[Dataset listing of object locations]
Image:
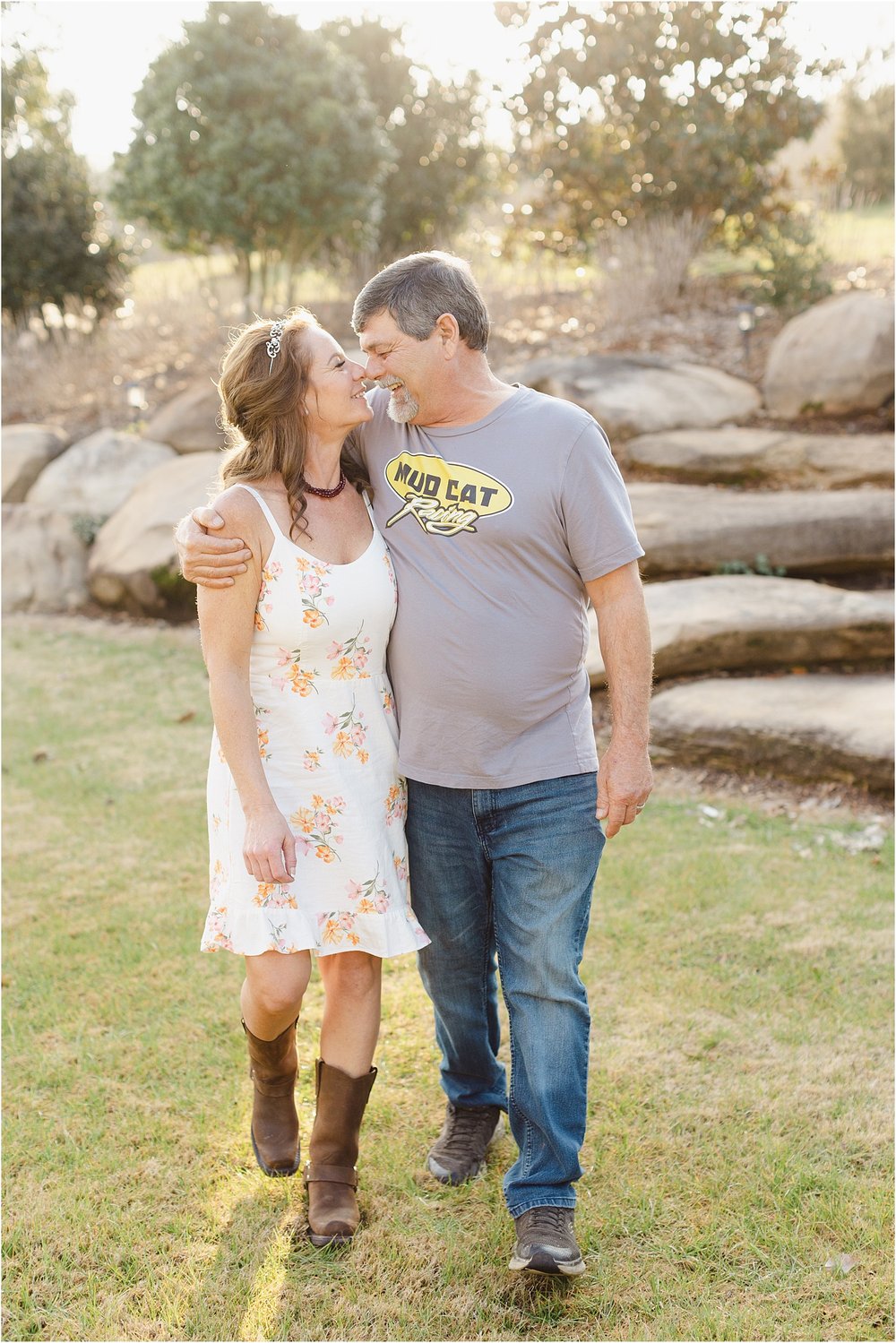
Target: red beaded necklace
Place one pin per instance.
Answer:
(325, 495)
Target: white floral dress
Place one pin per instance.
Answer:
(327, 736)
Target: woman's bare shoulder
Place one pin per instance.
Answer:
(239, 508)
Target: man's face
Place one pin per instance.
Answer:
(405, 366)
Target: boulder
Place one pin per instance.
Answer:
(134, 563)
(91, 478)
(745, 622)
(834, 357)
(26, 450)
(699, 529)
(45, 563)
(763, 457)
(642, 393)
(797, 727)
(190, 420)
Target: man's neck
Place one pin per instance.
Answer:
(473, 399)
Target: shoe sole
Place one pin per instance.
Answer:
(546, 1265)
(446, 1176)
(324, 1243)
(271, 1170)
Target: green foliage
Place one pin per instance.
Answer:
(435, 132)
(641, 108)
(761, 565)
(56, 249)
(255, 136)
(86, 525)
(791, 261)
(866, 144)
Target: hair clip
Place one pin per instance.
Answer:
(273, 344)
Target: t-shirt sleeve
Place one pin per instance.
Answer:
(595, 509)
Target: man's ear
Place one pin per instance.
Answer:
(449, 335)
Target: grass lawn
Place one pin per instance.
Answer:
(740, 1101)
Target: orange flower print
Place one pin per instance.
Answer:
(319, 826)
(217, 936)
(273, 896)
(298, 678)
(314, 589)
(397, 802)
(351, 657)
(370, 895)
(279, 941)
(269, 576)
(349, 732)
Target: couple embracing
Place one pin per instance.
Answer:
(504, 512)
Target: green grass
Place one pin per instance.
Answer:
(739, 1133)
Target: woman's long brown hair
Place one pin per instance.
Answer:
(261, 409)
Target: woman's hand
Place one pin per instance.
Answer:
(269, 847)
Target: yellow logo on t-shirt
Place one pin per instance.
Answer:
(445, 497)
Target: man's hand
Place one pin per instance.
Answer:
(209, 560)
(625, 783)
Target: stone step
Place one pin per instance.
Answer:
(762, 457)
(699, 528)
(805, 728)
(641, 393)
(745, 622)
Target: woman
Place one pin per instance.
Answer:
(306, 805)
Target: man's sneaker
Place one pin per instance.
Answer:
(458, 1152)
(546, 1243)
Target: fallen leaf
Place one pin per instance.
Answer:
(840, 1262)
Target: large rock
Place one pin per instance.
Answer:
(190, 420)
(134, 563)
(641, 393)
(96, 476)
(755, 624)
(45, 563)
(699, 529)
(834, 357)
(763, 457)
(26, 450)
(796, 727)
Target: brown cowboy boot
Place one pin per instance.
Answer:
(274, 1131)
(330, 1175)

*Task details*. Arrange the part of the listing that opens with the line containing "Target: man's ear" and closes with the line containing "(546, 1243)" as a two-column CSV with the columns "prompt" and "points". Give one row per request, put its text and its answer each in a single quoted field, and turn line breaks into spaces.

*Solution for this problem*.
prompt,points
"Target: man's ear Place one pin per instance. Answer:","(449, 335)"
"Target: grass lawn Place one pin per instance. Answer:","(740, 1101)"
"Target: orange flower print Place one pin per instance. Answer:","(319, 826) (217, 936) (273, 896) (298, 678) (314, 589) (397, 802) (351, 657) (370, 895) (279, 941) (269, 576) (349, 732)"
"Target: couple embracing Place one pin per instance. Answer:","(504, 512)"
"Target: green grass Place one pin per instance. Answer:","(739, 1133)"
"Target: woman's long brown hair Place one pin per instance. Answer:","(261, 409)"
"Target: woman's hand Place one pin per instance. Answer:","(269, 847)"
"Target: yellow logo on t-shirt Place one pin per instance. Answer:","(445, 497)"
"Target: man's hand Place one pin per instance. Answer:","(209, 560) (625, 783)"
"Target: stone step Place one pin per instance. Answer:","(762, 457) (699, 528) (805, 728) (641, 393) (745, 622)"
"Target: woman Place one pin per instance. Answer:","(306, 805)"
"Target: man's sneaker Place one pin per instance. Answer:","(458, 1152) (546, 1243)"